■ Task to carry out:
An exact retyping of all lines below is the answer; pictures do not belong in it.

[Record extracts Boundary: Start]

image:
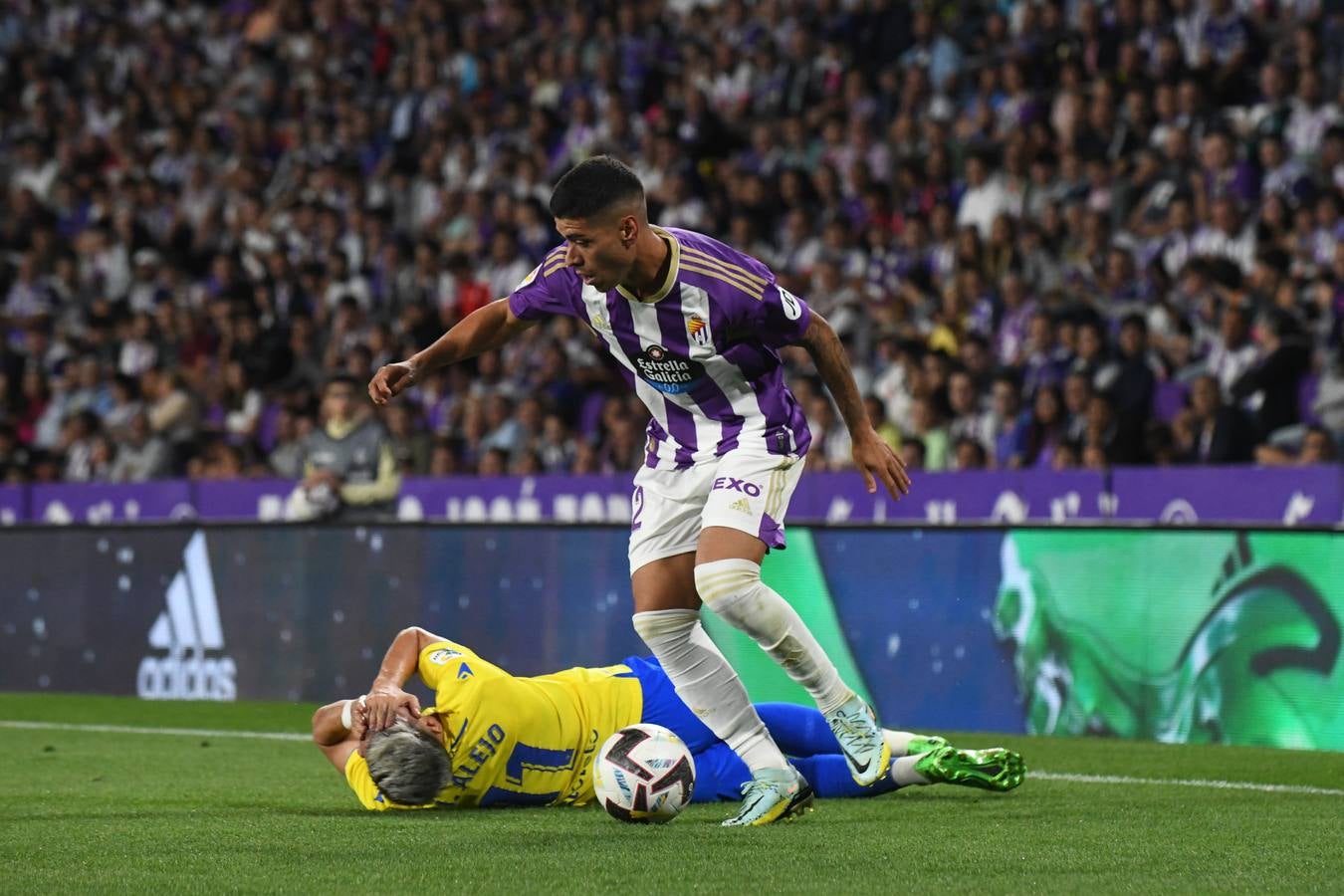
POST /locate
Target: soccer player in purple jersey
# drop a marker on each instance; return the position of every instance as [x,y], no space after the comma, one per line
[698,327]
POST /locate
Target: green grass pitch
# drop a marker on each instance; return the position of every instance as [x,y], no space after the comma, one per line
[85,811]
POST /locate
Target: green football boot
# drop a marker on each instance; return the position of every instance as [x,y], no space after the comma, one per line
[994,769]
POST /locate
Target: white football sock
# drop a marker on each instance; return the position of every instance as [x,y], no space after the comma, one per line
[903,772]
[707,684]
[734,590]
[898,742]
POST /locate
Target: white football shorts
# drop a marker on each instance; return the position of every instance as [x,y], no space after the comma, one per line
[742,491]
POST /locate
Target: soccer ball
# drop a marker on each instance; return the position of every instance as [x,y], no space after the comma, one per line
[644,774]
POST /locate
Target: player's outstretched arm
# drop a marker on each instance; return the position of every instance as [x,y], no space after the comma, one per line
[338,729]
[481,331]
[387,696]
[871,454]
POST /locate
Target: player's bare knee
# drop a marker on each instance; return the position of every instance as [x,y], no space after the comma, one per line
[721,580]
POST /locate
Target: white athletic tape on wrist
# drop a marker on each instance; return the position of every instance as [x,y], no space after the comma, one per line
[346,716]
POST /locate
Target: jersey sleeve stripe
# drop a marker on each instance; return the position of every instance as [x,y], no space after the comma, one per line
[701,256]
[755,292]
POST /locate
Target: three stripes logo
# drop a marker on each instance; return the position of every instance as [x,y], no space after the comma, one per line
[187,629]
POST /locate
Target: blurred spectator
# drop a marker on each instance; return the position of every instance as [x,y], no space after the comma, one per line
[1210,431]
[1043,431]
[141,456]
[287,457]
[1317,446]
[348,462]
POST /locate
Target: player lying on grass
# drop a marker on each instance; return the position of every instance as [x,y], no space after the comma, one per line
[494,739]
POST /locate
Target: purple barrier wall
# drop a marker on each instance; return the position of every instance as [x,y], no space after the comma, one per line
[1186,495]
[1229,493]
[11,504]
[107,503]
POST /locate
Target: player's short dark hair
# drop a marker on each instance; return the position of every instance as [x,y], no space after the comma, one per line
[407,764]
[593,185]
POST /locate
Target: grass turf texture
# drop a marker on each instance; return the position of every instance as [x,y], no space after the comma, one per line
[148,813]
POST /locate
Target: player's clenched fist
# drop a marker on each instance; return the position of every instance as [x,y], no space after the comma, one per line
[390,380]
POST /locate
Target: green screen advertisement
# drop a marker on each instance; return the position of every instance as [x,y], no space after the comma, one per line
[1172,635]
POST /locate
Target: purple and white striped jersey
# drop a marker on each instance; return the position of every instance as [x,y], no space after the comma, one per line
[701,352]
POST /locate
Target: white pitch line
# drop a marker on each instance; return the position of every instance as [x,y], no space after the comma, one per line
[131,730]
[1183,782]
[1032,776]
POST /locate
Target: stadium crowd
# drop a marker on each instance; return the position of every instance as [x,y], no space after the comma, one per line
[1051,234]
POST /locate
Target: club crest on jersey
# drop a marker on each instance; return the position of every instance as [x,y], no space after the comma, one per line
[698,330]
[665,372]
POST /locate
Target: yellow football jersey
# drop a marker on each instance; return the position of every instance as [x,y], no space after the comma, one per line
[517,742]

[Record extracts Boundary: End]

■ Exercise answer:
image:
POST /locate
Target: soccer player in purple jersey
# drop a marker on each instance; return the position of every instance as [x,y], no space after the comma, one per line
[698,327]
POST /locate
Target: green grass pitch
# drop a marker on each instance; return the position of every instance as [x,y], no space after the comma, one per line
[85,811]
POST /locate
Target: green football boot
# drop a marker on each instance; return the position of every instance as [x,y], no space after the comma, one per line
[994,769]
POST /locate
Target: white football sock
# drop a marker on each instance; return the position of every instance as [x,y], no space after the comma, one per line
[903,772]
[707,684]
[734,590]
[898,742]
POST /locate
Target: white football shorts
# drop a marker on each instance; return the position of every instance as [x,y], no space after the comma, one per line
[742,491]
POST /locate
Target: soccer ball
# drop a marker on each instance; return the position of every instance as [x,y], no space after the comma, one per line
[644,774]
POST /locate
Target: player's outstretched arm
# drop a marker on each instance; return the position of every instance as [x,y], no space after the comma, one per line
[338,729]
[481,331]
[387,696]
[871,454]
POST /locate
Target: player's bare knee
# drop a marker on each instance; return the position of every instance as [x,y], no space after the comma, one per line
[721,580]
POST /locate
Target: white athletic tape on wrist
# drop a marker on each instance; return the position of every instance as [x,y], no space after the comma, one per line
[346,716]
POST /locate
Target: jersey sleeve stripe
# drop a marker on each instance; return the position of every instance as [x,y], no space after the comma, one per line
[701,256]
[755,292]
POST /locate
Target: three stripes logo
# drop a marker on each instance; return the position of every instance as [x,y], no space after the comma, one per line
[187,629]
POST /locate
Target: blurred spectator
# drop a marker on each instance; return the position of every instance as [x,y], no space after the comma, one per line
[1210,431]
[1043,431]
[141,456]
[287,457]
[1317,446]
[348,462]
POST /locate
Target: player lying on grass
# drop a marker on each instance; return the position of every instance as [x,y], no space after the comma, one per line
[494,739]
POST /locate
Target: purple barrier wall
# drop a marker on each instance; return the position of every instance as [x,y], no space after the comma, one per line
[1186,495]
[1229,493]
[11,504]
[107,503]
POST /locate
Target: player's short dark hair
# drop a marker on each instance; return the position of every instance as [x,y], no space after the comma, one per line
[407,764]
[593,185]
POST /locate
Target: grass turf texture
# drop a marker on each instance; return the position of every instance as [x,y], no space after the comma, one per line
[148,813]
POST /locate
Target: player's clenched fist
# drop a marker on each instance; return the position of every instance as [x,y], no space after the comma, one per line
[390,380]
POST /locate
Target: green screen advertisement
# drop a marker on each instance; return the position of every instance as [x,y], no space after the comma, one per line
[1172,635]
POST /locate
Target: purple and white striped jersey
# drop a marker on each instance; return the position of every instance as [x,y], no space after the comma, one per line
[701,352]
POST /locate
Target: white pitch line
# drop a marker on each instance; return the position of every instance as [x,y], no space after the comma, one per line
[131,730]
[1183,782]
[1032,776]
POST /locate
Target: stadium crowd
# drop a marker on each instance; return the position of every instance as [x,y], no space after the comma, one per line
[1051,234]
POST /locate
Target: club crest on jersey
# drop a marker on each instance; return the position of every instance as [x,y], no space after the comma, one per line
[698,330]
[665,372]
POST /locate
Target: yellow football jersey
# drop a marker on each instance; return the position of every instance as [x,y], no space after the comma, one per line
[517,742]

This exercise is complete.